A gaming system and associated method are provided including at least one electronic gaming machine, and an apparatus selected from the group consisting of a data collection unit and a back-end server. Further included is a transport medium for providing communication between the at least one electronic gaming machine and the apparatus.

Description

    RELATED APPLICATION(s)
  • The present application claims priority from a provisional application filed Jan. 31, 2005 under Ser. No. 60/648,929, which is incorporated herein by reference.
  • FIELD OF THE INVENTION
  • The present invention related to a networking system, and more particularly to a casino or gambling environment networking system.
  • BACKGROUND
  • Most casinos and gambling environments use a Multi-Drop Communication Link (MDCL) to connect an Electronic Gaming Machine (EGM), or a series of EGMs to a central back-end (enterprise) computer/server. Increasingly, Ethernet is being considered and/or deployed to perform these connections. Often, each Ethernet hub or MDCL connects a number of EGMs to an intermediary computer (known as a Data Collection Unit - DCU, or the Back—End Computer —BEC). Most EGMs require an interface to the MDCL; this board is commonly called a System Interface Board (SIB). In normal operation, a DCU sequentially polls each connected EGM (via the SIB) for information. Once all units are polled, the cycle repeats. Collected data is sent to the BEC for further processing.
  • The polling and information-exchange data rate between the DCU and SIBs is typically 19.2 Kbaud (dictated by the “standard” internal baud rate of the EGM). Often, pertinent information is output by an EGM outside of its allotted polling time slot (e.g. perhaps a slot machine door is opened while the SIB is waiting for its next poll). When this occurs, the SIB must either cache the information and send it when the next poll request comes around, or ignore the information altogether.

Supplied data:
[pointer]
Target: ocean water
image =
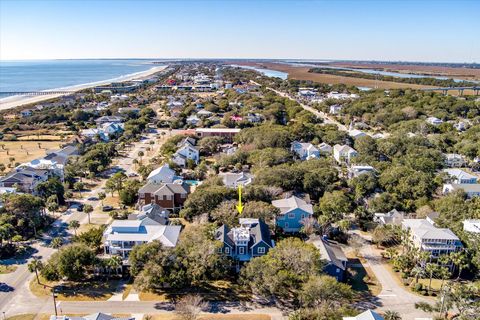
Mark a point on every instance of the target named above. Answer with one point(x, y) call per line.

Tasks:
a) Quote the gaming system passage from "A gaming system" up to and including "environment networking system.".
b) In the gaming system passage, what is the typical polling and information-exchange data rate between the DCU and the SIBs?
The material has no connection to the gaming system passage.

Responses in order:
a)
A gaming system and associated method are provided including at least one electronic gaming machine, and an apparatus selected from the group consisting of a data collection unit and a back-end server. Further included is a transport medium for providing communication between the at least one electronic gaming machine and the apparatus.

Description

    RELATED APPLICATION(s)
  • The present application claims priority from a provisional application filed Jan. 31, 2005 under Ser. No. 60/648,929, which is incorporated herein by reference.
  • FIELD OF THE INVENTION
  • The present invention related to a networking system, and more particularly to a casino or gambling environment networking system.

b) 19.2 Kbaud